__WHAT YOU SHOULD DO__:
Among the lines of data below, reproduce only those from the one with "Target: yellow petal" through the one with "x=35, y=225", exactly as they stand, both ends included.

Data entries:
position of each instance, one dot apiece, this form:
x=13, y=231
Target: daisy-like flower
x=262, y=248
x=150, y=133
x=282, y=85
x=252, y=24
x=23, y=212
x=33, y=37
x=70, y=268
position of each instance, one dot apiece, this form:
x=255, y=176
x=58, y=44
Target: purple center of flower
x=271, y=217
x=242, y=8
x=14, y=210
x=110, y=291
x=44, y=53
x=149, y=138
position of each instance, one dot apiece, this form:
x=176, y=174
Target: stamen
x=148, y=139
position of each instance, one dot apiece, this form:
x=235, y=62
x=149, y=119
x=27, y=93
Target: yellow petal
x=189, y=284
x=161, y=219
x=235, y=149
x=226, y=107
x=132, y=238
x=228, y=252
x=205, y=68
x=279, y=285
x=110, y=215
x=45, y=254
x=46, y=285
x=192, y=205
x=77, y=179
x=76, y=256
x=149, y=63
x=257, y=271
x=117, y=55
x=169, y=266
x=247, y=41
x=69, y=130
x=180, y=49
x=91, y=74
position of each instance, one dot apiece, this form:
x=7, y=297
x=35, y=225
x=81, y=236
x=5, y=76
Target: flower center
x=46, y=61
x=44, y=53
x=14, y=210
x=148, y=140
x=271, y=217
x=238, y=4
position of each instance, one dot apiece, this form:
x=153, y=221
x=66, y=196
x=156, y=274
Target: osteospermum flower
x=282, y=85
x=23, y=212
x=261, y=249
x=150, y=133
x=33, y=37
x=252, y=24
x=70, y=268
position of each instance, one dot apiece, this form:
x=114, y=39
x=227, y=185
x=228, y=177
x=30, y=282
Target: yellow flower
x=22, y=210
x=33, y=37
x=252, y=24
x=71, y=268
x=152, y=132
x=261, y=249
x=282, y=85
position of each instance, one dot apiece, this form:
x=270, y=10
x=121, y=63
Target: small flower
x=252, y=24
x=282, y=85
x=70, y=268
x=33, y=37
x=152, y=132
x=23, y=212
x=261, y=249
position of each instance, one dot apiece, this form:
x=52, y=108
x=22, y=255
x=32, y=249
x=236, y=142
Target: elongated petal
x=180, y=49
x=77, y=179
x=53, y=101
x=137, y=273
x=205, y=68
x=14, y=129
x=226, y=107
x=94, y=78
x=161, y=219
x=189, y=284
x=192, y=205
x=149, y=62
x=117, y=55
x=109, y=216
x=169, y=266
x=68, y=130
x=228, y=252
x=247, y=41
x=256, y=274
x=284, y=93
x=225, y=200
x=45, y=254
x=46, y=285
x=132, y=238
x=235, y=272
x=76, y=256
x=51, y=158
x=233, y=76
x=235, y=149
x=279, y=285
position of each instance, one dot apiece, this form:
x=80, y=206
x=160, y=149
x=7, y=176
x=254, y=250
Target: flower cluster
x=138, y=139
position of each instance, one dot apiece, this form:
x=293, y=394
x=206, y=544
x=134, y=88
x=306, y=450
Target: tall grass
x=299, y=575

__FINAL ANSWER__:
Target: yellow petal
x=189, y=284
x=161, y=219
x=235, y=149
x=226, y=107
x=132, y=238
x=228, y=252
x=205, y=68
x=279, y=285
x=110, y=215
x=45, y=254
x=46, y=285
x=192, y=205
x=77, y=179
x=76, y=256
x=149, y=63
x=257, y=271
x=117, y=55
x=169, y=266
x=247, y=41
x=69, y=130
x=180, y=49
x=91, y=74
position of each instance, one dot apiece, this form:
x=7, y=297
x=35, y=225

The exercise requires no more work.